§ **What to do**
Transcribe the material in full. Nothing should differ except that the pictures are left out.

═══

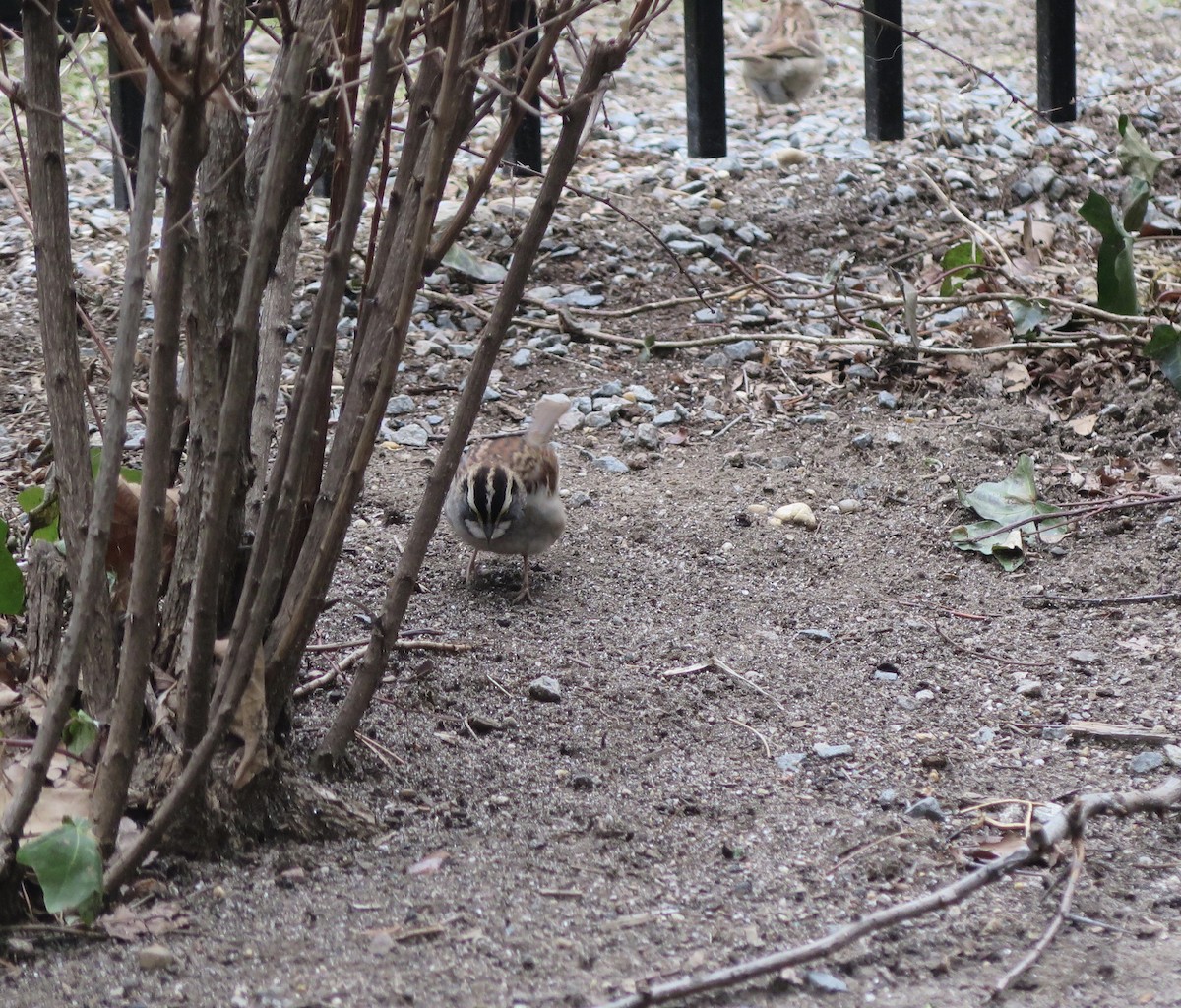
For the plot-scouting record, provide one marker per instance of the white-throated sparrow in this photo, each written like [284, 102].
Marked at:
[785, 60]
[505, 494]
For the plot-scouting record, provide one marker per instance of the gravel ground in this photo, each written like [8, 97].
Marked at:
[629, 825]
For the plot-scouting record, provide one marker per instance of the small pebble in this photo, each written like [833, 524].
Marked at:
[410, 436]
[926, 808]
[1086, 658]
[827, 752]
[790, 761]
[863, 441]
[648, 435]
[1147, 762]
[546, 689]
[155, 957]
[826, 982]
[743, 349]
[815, 634]
[609, 464]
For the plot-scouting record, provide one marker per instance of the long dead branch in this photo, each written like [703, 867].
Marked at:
[1067, 825]
[602, 59]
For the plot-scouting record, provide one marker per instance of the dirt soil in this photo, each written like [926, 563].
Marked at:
[665, 815]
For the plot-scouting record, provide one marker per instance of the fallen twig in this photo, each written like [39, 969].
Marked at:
[1051, 927]
[383, 753]
[721, 666]
[754, 730]
[1068, 824]
[975, 653]
[319, 682]
[1079, 511]
[1099, 602]
[926, 605]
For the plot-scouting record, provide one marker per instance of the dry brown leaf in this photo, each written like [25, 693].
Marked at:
[997, 849]
[134, 924]
[251, 724]
[1016, 377]
[430, 864]
[65, 797]
[121, 548]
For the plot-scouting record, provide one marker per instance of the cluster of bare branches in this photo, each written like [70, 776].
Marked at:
[221, 584]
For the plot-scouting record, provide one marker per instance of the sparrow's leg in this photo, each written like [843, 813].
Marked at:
[524, 595]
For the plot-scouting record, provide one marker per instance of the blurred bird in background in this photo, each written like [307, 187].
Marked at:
[505, 495]
[784, 62]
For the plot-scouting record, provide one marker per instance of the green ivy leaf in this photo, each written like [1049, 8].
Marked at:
[1164, 347]
[473, 266]
[1116, 277]
[1137, 158]
[127, 472]
[1001, 503]
[69, 868]
[1026, 314]
[963, 259]
[31, 499]
[80, 732]
[12, 582]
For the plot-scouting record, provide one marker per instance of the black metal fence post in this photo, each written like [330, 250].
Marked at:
[885, 103]
[1056, 59]
[706, 78]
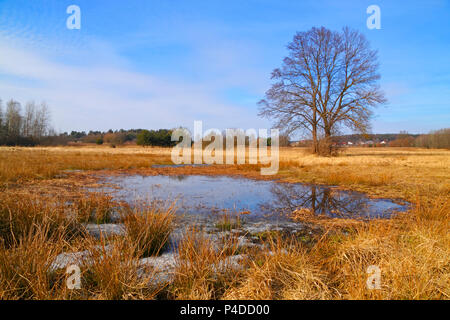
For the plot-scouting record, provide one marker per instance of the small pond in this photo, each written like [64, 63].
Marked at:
[261, 200]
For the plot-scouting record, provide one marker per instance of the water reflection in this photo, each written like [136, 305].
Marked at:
[327, 201]
[198, 195]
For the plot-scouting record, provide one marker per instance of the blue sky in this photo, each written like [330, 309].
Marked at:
[153, 64]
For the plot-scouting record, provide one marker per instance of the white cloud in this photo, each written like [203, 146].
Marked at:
[102, 95]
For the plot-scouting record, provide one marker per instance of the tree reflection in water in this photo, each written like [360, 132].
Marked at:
[324, 201]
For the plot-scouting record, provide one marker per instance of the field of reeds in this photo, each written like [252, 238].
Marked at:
[44, 211]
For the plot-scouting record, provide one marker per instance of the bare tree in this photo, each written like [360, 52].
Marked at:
[29, 119]
[13, 119]
[328, 80]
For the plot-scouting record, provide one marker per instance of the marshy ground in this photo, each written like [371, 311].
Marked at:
[53, 199]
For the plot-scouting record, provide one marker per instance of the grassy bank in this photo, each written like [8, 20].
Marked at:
[412, 250]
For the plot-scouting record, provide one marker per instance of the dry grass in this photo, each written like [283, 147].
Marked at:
[149, 228]
[412, 250]
[115, 273]
[18, 164]
[202, 271]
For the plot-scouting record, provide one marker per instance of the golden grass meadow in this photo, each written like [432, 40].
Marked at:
[44, 207]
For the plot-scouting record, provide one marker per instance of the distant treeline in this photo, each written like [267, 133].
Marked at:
[143, 137]
[439, 139]
[29, 125]
[26, 126]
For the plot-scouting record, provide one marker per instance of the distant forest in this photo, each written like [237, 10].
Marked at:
[30, 126]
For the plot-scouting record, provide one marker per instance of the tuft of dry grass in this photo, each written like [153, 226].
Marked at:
[115, 273]
[282, 271]
[202, 269]
[25, 269]
[149, 228]
[94, 207]
[21, 215]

═══

§ **Finished answer**
For the plot-scouting record, provide one marker per instance of the white-throated sparrow in this photo, each written like [284, 102].
Marked at:
[785, 60]
[505, 494]
For the plot-scouting record, provide one marker per instance of the gravel ground in this photo, each written like [8, 97].
Marked at:
[629, 825]
For the plot-scouting record, provide one marker per instance of the small pebble in this photo, each written like [833, 524].
Marked at:
[410, 436]
[926, 808]
[1086, 658]
[827, 752]
[790, 761]
[863, 441]
[648, 435]
[1147, 762]
[546, 689]
[155, 957]
[826, 982]
[743, 349]
[815, 634]
[609, 464]
For the plot-scouting record, provide one marker per instance of the long dead branch in this photo, each written like [703, 867].
Marked at:
[1067, 825]
[602, 59]
For the plot-scouting record, provide one marker per instance of the dirt soil in this photo, each written like [926, 563].
Marked at:
[665, 815]
For the plot-scouting record, provide one marker per instance of the fallen twig in this photo, each written like [39, 969].
Marked at:
[1051, 927]
[383, 753]
[721, 666]
[754, 730]
[1068, 824]
[975, 653]
[319, 682]
[1079, 511]
[1099, 602]
[926, 605]
For the plot-scouting record, provide one marker per instance of the dry brown leaf in this photo, each written like [25, 693].
Marked at:
[997, 849]
[134, 924]
[251, 724]
[1016, 377]
[430, 864]
[65, 797]
[121, 548]
For the plot-scouting record, provide one marker per instance of the cluster of bare branches in this photo, each written like [70, 776].
Marked at:
[221, 584]
For the plot-scouting record, provide one marker per instance of the sparrow's leg in this photo, each written like [843, 813].
Marked at:
[524, 595]
For the plot-scouting record, provide one marker per instance of the blurred bird in background in this photo, each written like [307, 187].
Marked at:
[505, 495]
[784, 62]
For the plot-scouting record, provide one marker per instance of the green ivy leaf in this photo, each written like [1049, 8].
Marked at:
[1164, 347]
[473, 266]
[1116, 277]
[1137, 158]
[127, 472]
[1001, 503]
[69, 868]
[1026, 314]
[963, 259]
[31, 499]
[80, 732]
[12, 582]
For the plot-scouting record, provide one marker per instance of the black metal fence post in this photo, each written like [330, 250].
Marked at:
[885, 103]
[1056, 59]
[706, 78]
For the plot-scouting record, provide one marker per instance of the small pond in this photo, each written like [64, 63].
Marked at:
[261, 200]
For the plot-scouting record, provide one marker per instance of the water reflection in this photo, each written like [136, 305].
Marked at:
[327, 201]
[198, 195]
For the plot-scouting record, provide one marker per instance of the blue sky in this photo, each written like [330, 309].
Marked at:
[153, 64]
For the plot-scouting record, provide one marker per instance of the white cloud in this photo, each written like [203, 146].
Marked at:
[102, 95]
For the plot-scouting record, provide one marker per instance of the tree reflection in water in this photo, each written like [360, 132].
Marked at:
[324, 201]
For the plot-scouting record, provide one marker per instance of the field of reeds in this photo, each written like [252, 238].
Marked at:
[44, 211]
For the plot-scouting record, provide one marker per instance of the bare tree in this photo, each written like [360, 52].
Marked at:
[29, 119]
[13, 119]
[328, 80]
For the plot-scouting record, provide one marker per instance of the marshy ground in this photo, each written like [371, 311].
Marked at:
[53, 199]
For the plot-scouting record, provide one marker per instance of the grassy bank in this photo, each written like [8, 20].
Marked at:
[412, 250]
For the plot-scouting record, provide one marker per instance of the dry grass in this photo, each written like [283, 147].
Marked at:
[149, 228]
[412, 250]
[115, 273]
[18, 164]
[202, 271]
For the plot-scouting record, provide one marker per instance of the golden grass meadow in this photo, each written like [432, 40].
Marked at:
[44, 207]
For the plot-scouting record, provide one marker per instance of the distant treeline in this photo, each written like [267, 133].
Marked at:
[143, 137]
[439, 139]
[29, 125]
[26, 126]
For the plot-scouting record, provide one marker per instance of the distant forest in this photo, each written like [237, 10].
Marked at:
[30, 126]
For the plot-scouting record, provide one marker per instance of the tuft of dry grass in this photo, each written like [153, 226].
Marked at:
[115, 273]
[282, 271]
[202, 269]
[25, 269]
[149, 228]
[94, 207]
[21, 215]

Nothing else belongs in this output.